------ Document passage ------

Reimagining ‘Rachel’ for a modern audience
Patrick FolliardTheater
‘Rachel’
In person and streaming Sept. 10-26
Rapid Lemon Productions
Motor House
120 W. North Ave., Baltimore
$24
Rapidlemon.com
In 1916, brilliant, biracial, lesbian writer Angelina Weld Grimké was asked by the NAACP to respond to G.W. Griffith’s film “Birth of a Nation.” Both innovative and popular, the seminal silent work was technically groundbreaking but also blatantly racist in its celebration of Black stereotypes and white supremacism. Grimké, an established writer from a prominent family, accepted the challenge. The result was her play “Rachel.”
First produced in 1920 in D.C., “Rachel,” broadly classified as an “anti-lynching” play, centers on a young woman who learns the horrors of racism in a personal and immediate way. Set in realism, the drama deals with motherhood and children and how racism and bigotry impact children. The work is Grimké’s appeal for compassion for Black families.
A century later, Rapid Lemon Productions, a Baltimore-based company focused on new works, has commissioned playwright Aladrian C. Wetzel to write an adaptation of Grimké’s play, and after pandemic-induced delays, Wetzel’s “Rachel” is poised to make its world in-person (and streaming) premiere at Rapid Lemon’s home Motor House, a nonprofit arts hub in Baltimore, on Sept. 10.
“I keep Grimké’s original themes in my adaptation,” says Wetzel, 39, during a recent phone call. “Sadly, the work remains all too relevant. Black people, I’m Black, we understand racism. I remember having race conversations with my parents when I was just five or six. I knew people were going to have different expectations of me – or not – because of the color of my skin. For me, it’s very important to get the story out there.”

------ Supplied entries ------

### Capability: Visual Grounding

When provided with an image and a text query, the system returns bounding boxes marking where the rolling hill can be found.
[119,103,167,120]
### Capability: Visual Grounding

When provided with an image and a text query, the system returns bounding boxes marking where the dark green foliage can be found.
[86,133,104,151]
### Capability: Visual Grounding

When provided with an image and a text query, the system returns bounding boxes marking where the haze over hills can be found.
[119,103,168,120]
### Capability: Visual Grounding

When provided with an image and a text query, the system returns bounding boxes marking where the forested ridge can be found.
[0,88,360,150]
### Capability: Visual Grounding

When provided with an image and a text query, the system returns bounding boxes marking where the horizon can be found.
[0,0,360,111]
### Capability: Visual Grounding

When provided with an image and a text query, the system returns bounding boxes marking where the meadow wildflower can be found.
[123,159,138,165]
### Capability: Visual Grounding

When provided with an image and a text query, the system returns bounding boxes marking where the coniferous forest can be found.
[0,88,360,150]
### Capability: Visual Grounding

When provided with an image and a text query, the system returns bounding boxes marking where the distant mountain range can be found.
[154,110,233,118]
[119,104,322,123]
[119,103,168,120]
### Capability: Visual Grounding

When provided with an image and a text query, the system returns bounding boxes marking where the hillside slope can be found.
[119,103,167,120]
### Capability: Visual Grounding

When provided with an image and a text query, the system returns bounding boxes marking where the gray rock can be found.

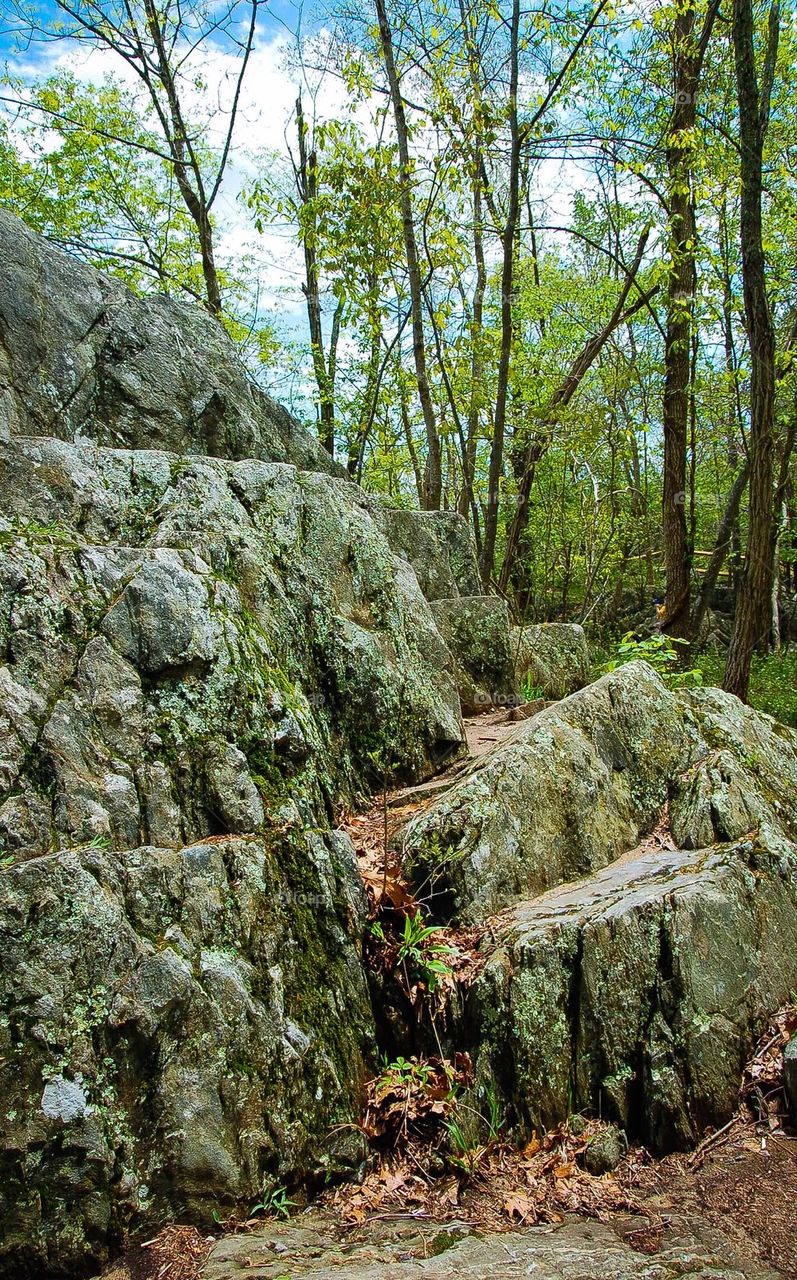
[403,663,700,922]
[467,844,797,1152]
[431,595,519,716]
[512,622,590,698]
[0,439,463,854]
[582,1125,628,1178]
[372,503,481,600]
[40,1075,91,1124]
[202,1213,778,1280]
[0,835,372,1275]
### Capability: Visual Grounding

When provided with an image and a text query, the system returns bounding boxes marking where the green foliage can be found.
[700,649,797,728]
[521,671,545,703]
[604,631,704,689]
[376,1055,436,1093]
[249,1187,297,1219]
[398,911,454,992]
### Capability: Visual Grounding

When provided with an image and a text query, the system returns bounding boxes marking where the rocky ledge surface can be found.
[0,214,797,1277]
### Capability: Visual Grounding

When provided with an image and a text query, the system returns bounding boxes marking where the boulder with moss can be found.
[512,622,591,699]
[403,663,797,1151]
[431,595,519,716]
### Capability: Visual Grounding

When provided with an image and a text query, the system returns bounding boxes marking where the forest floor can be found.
[104,1116,797,1280]
[96,708,797,1280]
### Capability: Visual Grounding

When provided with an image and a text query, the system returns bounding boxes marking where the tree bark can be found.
[375,0,443,511]
[661,0,718,637]
[480,0,521,590]
[724,0,779,701]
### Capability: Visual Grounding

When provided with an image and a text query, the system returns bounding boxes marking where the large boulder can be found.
[512,622,591,698]
[0,210,343,474]
[431,595,519,714]
[0,439,462,856]
[403,663,697,923]
[0,831,374,1276]
[375,503,481,600]
[468,840,797,1152]
[402,663,797,1151]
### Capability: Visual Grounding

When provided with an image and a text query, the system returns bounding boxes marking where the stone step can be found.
[466,841,797,1152]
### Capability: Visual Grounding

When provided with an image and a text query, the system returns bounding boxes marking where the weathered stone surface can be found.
[783,1036,797,1128]
[403,663,700,922]
[512,622,590,698]
[202,1215,778,1280]
[403,663,797,1151]
[0,439,462,856]
[0,210,342,474]
[431,595,519,716]
[374,503,481,600]
[0,833,372,1275]
[470,842,797,1151]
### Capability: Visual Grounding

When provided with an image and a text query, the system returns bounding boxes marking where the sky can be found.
[0,0,581,411]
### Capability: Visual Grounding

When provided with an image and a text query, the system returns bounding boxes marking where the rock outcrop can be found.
[0,214,468,1274]
[0,210,342,474]
[0,212,797,1276]
[403,663,797,1151]
[510,622,590,699]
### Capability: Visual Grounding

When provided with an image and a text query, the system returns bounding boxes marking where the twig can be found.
[687,1115,739,1165]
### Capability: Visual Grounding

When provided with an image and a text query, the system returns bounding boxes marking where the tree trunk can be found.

------

List every organization named in the article about the play. Work only from the article about the play.

**Reply:**
- NAACP
- Rapid Lemon Productions
- Motor House